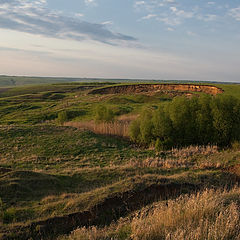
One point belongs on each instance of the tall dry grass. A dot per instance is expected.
(116, 128)
(207, 215)
(189, 157)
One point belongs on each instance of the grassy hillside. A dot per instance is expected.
(65, 182)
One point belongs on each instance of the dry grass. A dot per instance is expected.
(195, 157)
(207, 215)
(116, 128)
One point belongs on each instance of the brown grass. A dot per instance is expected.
(116, 128)
(207, 215)
(190, 157)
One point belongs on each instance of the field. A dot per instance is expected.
(66, 174)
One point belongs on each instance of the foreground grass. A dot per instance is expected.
(211, 214)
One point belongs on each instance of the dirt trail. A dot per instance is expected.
(150, 88)
(104, 213)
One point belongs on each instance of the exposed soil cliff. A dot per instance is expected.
(150, 88)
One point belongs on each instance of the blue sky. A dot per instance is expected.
(154, 39)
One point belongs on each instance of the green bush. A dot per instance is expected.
(104, 114)
(62, 117)
(1, 211)
(196, 121)
(9, 215)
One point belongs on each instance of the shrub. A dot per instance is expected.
(62, 117)
(183, 122)
(1, 210)
(104, 114)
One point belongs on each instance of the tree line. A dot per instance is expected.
(189, 121)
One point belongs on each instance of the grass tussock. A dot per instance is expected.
(211, 214)
(194, 157)
(115, 128)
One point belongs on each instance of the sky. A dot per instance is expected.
(145, 39)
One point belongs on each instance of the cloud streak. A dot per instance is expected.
(34, 17)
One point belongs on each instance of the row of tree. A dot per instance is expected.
(189, 121)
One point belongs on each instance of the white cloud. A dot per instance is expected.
(207, 17)
(235, 13)
(149, 16)
(90, 2)
(34, 17)
(107, 23)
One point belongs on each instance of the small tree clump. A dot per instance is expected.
(104, 114)
(197, 121)
(62, 117)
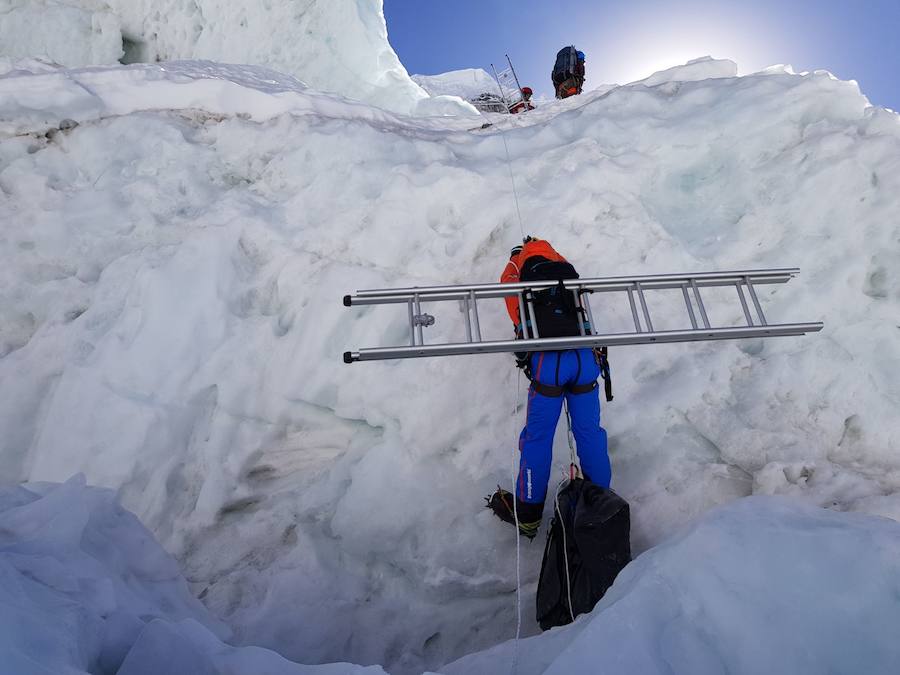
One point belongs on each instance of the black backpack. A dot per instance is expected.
(566, 60)
(591, 532)
(555, 311)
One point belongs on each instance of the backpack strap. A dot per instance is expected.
(552, 391)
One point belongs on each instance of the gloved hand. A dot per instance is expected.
(523, 361)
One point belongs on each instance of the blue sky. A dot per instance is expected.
(625, 41)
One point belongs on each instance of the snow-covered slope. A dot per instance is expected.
(763, 585)
(172, 326)
(86, 589)
(338, 46)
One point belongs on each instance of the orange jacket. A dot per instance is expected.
(514, 266)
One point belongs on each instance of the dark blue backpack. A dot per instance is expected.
(566, 61)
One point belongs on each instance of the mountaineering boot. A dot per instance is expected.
(501, 503)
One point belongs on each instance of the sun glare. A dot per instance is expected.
(653, 46)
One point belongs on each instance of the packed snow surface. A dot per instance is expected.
(171, 325)
(338, 46)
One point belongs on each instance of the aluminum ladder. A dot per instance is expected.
(689, 285)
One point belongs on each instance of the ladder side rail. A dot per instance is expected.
(611, 339)
(506, 290)
(687, 302)
(759, 313)
(759, 276)
(744, 304)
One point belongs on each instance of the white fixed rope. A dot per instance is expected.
(689, 285)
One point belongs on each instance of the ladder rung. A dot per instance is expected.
(637, 321)
(694, 287)
(687, 302)
(744, 304)
(477, 323)
(762, 317)
(637, 285)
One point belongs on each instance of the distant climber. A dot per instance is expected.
(569, 375)
(568, 72)
(524, 103)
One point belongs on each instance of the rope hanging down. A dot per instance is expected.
(509, 160)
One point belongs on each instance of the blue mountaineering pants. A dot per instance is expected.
(561, 369)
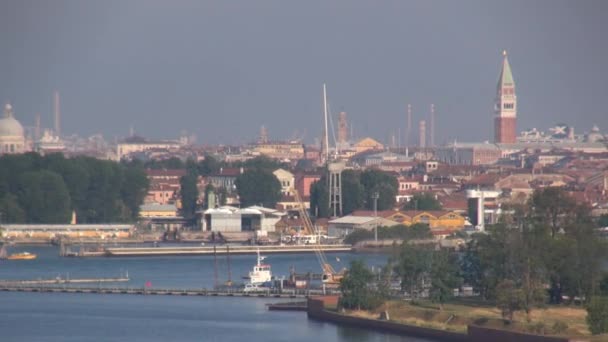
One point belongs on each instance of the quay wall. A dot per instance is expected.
(317, 309)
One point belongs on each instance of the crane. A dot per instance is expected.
(330, 277)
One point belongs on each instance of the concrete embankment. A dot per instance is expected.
(317, 309)
(225, 249)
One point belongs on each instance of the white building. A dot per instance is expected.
(12, 138)
(232, 219)
(287, 180)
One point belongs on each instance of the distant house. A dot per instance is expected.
(225, 178)
(232, 219)
(287, 181)
(343, 226)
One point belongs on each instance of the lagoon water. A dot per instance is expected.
(95, 317)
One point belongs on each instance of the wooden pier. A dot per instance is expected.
(160, 292)
(58, 280)
(219, 250)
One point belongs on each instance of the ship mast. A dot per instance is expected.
(326, 137)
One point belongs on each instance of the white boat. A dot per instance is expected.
(261, 272)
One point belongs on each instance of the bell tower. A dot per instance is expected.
(505, 108)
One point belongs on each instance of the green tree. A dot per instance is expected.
(258, 187)
(319, 198)
(597, 315)
(357, 290)
(509, 299)
(352, 192)
(382, 183)
(413, 266)
(423, 201)
(603, 220)
(552, 209)
(189, 195)
(10, 210)
(209, 165)
(134, 189)
(444, 276)
(45, 197)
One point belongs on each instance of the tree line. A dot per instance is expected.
(358, 189)
(547, 251)
(46, 189)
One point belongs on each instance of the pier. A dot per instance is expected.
(210, 250)
(162, 292)
(58, 280)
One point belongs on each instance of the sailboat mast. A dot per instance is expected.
(326, 137)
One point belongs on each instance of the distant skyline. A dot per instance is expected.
(222, 69)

┄┄┄┄┄┄

TASK REQUIREMENTS> Output as a JSON list of strings, one string per line, the lines of the entries starting with the line containing "One point belongs on each instance of the bell" and continuing through the end of the entries, leaving out blank lines.

CORRECT RESULT>
[
  "One point belongs on each instance of the bell tower. A dot per instance is expected.",
  "(505, 108)",
  "One point belongs on each instance of the green tree. A dot per instance is expected.",
  "(258, 187)",
  "(319, 198)",
  "(597, 315)",
  "(357, 290)",
  "(509, 299)",
  "(352, 192)",
  "(382, 183)",
  "(413, 266)",
  "(423, 201)",
  "(603, 220)",
  "(552, 209)",
  "(189, 195)",
  "(10, 210)",
  "(209, 165)",
  "(134, 189)",
  "(444, 276)",
  "(45, 197)",
  "One point belongs on each instance of the tree line. A dot per instance is expected.",
  "(358, 189)",
  "(547, 251)",
  "(46, 189)",
  "One point belongs on each instance of the pier. A dot per instance is expected.",
  "(210, 250)",
  "(162, 292)",
  "(58, 280)",
  "One point belongs on each instance of the sailboat mast. A dot per instance is expected.",
  "(326, 137)",
  "One point belongs on each instance of the distant skyline. A dot per instance is expected.",
  "(222, 69)"
]